**WHAT IS BEING ASKED**: State how many lines in the records below contain the word "hand". Give only the number.

===== SOURCE RECORDS =====

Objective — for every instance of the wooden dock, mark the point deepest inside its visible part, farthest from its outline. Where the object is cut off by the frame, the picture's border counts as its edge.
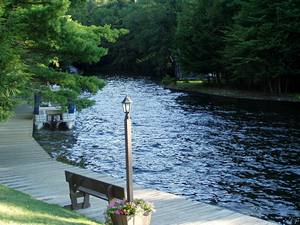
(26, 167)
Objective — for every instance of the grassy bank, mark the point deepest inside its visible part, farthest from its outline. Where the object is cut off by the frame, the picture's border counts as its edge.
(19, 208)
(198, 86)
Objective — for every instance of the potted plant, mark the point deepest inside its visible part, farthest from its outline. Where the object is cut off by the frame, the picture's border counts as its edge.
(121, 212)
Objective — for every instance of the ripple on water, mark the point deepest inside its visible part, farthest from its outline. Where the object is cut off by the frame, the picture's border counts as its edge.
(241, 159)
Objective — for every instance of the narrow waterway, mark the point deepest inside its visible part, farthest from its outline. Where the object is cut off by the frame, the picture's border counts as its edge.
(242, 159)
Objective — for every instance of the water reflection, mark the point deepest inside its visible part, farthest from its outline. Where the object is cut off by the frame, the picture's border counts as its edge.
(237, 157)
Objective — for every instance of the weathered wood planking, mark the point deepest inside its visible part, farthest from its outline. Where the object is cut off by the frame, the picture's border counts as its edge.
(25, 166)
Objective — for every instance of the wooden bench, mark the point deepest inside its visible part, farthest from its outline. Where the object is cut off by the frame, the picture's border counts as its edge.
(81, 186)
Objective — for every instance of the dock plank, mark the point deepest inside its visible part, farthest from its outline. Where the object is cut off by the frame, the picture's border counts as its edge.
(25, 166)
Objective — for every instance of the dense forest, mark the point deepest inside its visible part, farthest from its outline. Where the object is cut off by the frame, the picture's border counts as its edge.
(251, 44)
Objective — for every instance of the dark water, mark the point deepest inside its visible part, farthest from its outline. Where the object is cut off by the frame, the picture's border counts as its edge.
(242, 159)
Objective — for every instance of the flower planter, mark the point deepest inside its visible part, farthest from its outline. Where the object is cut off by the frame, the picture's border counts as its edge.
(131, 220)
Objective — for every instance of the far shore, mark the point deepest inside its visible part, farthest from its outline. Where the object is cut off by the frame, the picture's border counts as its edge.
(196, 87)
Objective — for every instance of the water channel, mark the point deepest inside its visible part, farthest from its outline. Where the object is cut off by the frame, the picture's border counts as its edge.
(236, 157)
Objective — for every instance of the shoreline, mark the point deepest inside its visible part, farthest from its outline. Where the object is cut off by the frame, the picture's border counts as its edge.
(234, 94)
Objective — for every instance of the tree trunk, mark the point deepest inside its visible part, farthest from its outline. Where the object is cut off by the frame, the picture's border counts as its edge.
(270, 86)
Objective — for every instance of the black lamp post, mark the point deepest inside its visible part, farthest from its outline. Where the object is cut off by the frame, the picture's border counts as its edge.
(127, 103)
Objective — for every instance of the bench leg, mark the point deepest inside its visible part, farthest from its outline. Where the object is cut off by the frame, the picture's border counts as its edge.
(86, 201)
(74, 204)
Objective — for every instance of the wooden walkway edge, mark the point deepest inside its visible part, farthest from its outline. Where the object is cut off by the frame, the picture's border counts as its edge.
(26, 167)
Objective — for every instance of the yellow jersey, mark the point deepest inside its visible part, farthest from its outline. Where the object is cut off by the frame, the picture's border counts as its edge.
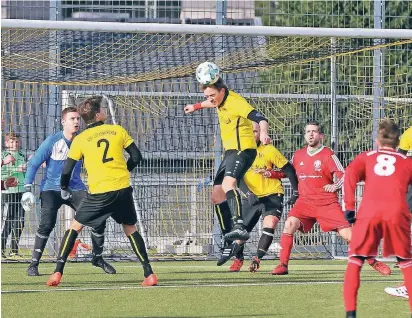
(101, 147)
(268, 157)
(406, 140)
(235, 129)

=====
===== SOURCE RECORDS =====

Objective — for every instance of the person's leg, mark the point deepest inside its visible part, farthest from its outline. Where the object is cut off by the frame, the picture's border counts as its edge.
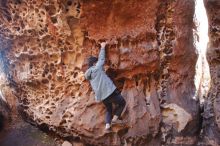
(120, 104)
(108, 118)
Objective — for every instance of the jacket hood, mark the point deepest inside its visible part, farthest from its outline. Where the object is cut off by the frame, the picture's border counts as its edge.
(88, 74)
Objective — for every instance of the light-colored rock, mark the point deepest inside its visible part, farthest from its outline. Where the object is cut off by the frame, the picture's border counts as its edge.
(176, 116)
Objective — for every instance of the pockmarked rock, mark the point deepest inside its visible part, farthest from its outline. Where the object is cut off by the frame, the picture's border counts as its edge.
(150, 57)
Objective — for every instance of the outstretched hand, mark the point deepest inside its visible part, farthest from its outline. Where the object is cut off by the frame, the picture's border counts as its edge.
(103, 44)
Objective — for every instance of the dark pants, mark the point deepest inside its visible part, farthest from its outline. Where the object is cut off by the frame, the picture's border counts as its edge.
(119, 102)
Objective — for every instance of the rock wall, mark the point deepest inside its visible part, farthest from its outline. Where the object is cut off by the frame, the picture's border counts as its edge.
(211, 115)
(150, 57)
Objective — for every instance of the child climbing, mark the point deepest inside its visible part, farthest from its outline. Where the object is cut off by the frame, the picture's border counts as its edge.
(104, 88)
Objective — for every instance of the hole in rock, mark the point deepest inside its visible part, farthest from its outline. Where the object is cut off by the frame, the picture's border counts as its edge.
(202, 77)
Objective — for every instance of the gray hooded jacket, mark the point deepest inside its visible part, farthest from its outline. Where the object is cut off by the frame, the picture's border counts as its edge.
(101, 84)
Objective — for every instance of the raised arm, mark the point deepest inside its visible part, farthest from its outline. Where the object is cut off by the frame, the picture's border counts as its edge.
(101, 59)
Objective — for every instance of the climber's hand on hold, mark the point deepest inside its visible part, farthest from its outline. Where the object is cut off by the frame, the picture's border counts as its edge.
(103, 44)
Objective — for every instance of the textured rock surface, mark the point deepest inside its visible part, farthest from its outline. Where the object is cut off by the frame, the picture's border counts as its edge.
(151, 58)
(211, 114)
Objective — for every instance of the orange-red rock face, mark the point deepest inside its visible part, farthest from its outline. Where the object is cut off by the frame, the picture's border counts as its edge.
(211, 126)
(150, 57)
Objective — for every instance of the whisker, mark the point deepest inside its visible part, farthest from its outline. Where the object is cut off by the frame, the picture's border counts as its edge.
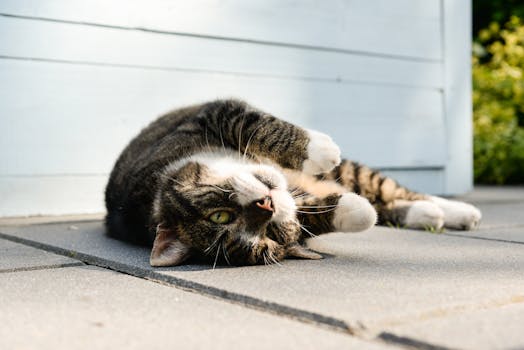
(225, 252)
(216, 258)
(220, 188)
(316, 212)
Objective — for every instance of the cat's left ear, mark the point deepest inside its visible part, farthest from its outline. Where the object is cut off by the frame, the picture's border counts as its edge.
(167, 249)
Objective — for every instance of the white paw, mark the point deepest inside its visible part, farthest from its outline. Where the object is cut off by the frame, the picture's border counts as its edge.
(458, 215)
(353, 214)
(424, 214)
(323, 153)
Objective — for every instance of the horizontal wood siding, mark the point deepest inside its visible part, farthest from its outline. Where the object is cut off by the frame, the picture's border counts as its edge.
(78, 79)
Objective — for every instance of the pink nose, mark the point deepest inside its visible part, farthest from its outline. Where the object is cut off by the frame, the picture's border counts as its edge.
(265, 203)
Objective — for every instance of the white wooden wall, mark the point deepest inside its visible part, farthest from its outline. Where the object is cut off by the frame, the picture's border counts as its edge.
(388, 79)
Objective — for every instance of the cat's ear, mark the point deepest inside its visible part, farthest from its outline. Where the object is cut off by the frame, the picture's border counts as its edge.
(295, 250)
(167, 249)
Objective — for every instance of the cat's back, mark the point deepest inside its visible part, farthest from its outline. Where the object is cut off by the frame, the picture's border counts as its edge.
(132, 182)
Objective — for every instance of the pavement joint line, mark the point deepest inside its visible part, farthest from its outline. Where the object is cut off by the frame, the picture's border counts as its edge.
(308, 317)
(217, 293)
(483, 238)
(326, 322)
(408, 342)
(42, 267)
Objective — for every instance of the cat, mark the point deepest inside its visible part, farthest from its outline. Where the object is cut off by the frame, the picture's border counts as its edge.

=====
===== SOURCE RECORDS =====

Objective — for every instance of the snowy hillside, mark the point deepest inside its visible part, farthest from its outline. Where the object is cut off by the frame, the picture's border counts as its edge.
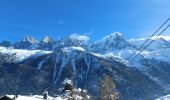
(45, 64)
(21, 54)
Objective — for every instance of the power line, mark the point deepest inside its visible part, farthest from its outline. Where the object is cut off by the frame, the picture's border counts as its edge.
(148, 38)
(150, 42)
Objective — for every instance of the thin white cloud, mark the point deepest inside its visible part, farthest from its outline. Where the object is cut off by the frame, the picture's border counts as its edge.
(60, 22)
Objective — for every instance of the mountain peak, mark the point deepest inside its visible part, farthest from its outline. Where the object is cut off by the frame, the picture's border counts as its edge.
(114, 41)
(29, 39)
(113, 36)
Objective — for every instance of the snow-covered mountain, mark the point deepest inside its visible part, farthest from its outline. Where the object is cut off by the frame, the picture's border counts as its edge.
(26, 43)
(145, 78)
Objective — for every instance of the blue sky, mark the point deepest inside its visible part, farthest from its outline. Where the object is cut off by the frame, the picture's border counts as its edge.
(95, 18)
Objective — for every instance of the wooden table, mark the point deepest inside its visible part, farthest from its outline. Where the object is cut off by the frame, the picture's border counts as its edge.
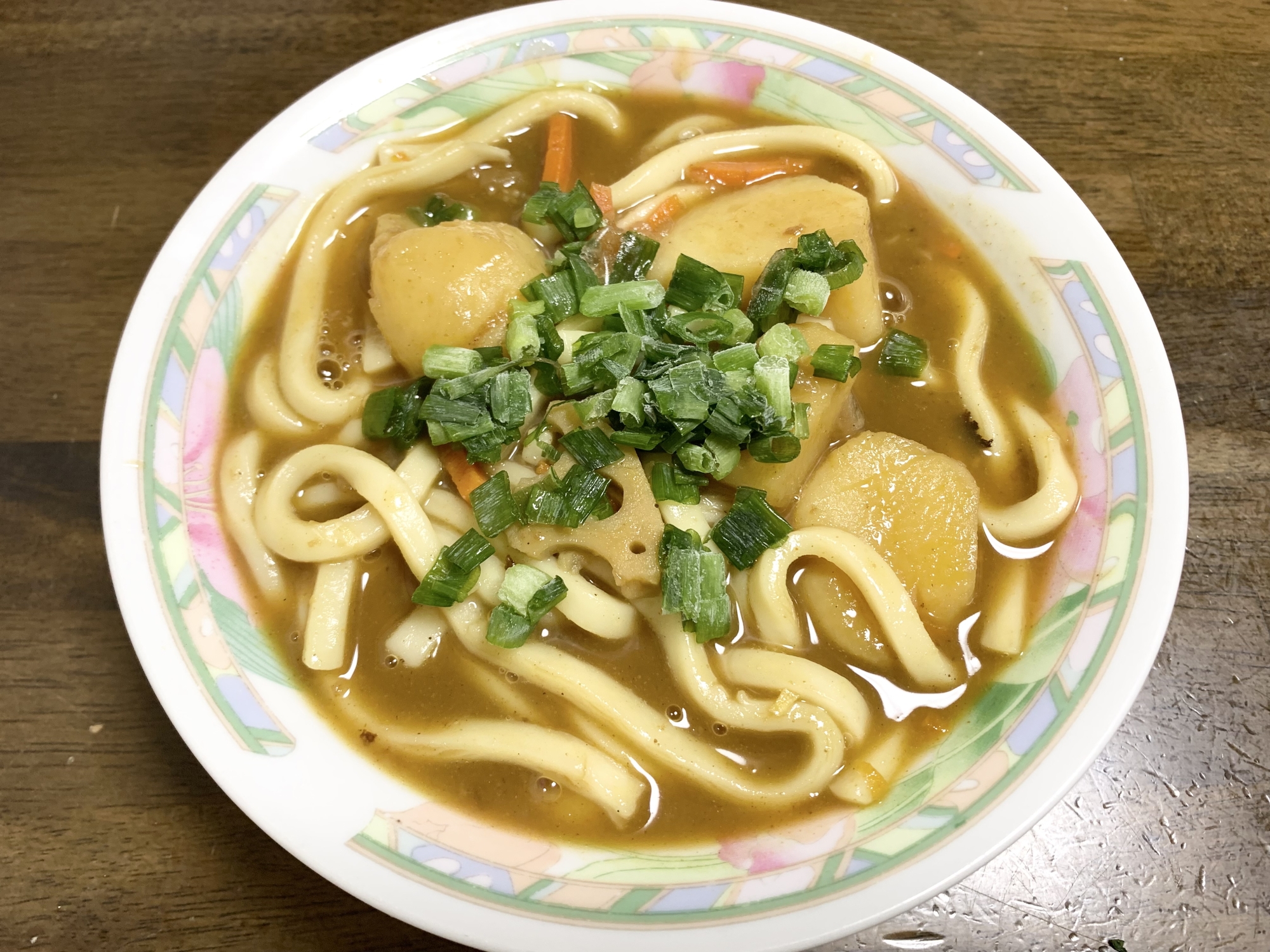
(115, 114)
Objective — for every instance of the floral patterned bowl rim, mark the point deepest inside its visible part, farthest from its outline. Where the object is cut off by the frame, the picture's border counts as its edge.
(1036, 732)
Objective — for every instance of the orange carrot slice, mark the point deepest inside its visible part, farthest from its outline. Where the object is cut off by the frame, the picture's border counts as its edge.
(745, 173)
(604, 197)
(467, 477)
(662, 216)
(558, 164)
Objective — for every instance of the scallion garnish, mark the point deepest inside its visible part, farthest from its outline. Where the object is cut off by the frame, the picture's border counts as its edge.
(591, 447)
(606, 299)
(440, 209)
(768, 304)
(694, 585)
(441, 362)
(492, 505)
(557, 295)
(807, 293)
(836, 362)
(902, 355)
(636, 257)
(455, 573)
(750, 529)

=====

**OUTPUT OF THE EXERCISE**: 2